Short task: Retype the lines word for word, starting at the line that contains "evergreen tree in the photo above." and continuing through the end of the lines.

(Pointing dataset excerpts)

____________

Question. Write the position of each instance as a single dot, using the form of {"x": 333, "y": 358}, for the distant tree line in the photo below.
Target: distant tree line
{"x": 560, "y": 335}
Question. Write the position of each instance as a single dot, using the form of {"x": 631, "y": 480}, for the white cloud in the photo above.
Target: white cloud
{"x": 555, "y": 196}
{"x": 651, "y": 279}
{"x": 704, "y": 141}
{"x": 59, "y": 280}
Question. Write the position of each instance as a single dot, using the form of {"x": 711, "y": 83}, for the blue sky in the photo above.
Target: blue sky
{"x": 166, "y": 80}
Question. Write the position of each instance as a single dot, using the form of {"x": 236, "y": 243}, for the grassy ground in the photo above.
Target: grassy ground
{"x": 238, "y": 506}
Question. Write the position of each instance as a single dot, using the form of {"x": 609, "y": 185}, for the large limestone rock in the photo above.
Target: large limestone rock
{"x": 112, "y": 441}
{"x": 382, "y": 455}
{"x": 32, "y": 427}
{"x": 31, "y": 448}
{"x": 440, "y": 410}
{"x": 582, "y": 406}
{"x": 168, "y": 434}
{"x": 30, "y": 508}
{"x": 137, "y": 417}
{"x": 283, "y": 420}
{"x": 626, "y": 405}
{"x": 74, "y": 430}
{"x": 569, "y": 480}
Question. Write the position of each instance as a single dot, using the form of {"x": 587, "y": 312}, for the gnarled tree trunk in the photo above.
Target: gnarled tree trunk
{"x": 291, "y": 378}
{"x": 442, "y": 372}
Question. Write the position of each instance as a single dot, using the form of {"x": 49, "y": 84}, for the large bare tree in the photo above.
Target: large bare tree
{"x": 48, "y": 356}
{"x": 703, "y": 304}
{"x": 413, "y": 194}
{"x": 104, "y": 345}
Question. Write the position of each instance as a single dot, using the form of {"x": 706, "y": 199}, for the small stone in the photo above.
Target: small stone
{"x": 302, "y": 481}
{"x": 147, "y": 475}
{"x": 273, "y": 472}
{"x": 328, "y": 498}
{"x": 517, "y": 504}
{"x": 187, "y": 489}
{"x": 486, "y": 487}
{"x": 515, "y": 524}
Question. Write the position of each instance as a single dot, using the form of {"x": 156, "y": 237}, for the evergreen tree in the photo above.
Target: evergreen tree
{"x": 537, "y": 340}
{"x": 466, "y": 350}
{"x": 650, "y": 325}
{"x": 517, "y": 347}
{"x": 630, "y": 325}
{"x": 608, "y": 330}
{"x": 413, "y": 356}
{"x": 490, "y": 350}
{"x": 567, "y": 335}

____________

The response:
Question. Write the position of each instance as a single dot, using the form of {"x": 156, "y": 237}, for the evergreen tree in the photo above.
Target: evergreen tree
{"x": 537, "y": 340}
{"x": 466, "y": 350}
{"x": 650, "y": 325}
{"x": 517, "y": 347}
{"x": 630, "y": 325}
{"x": 608, "y": 330}
{"x": 413, "y": 356}
{"x": 490, "y": 350}
{"x": 567, "y": 335}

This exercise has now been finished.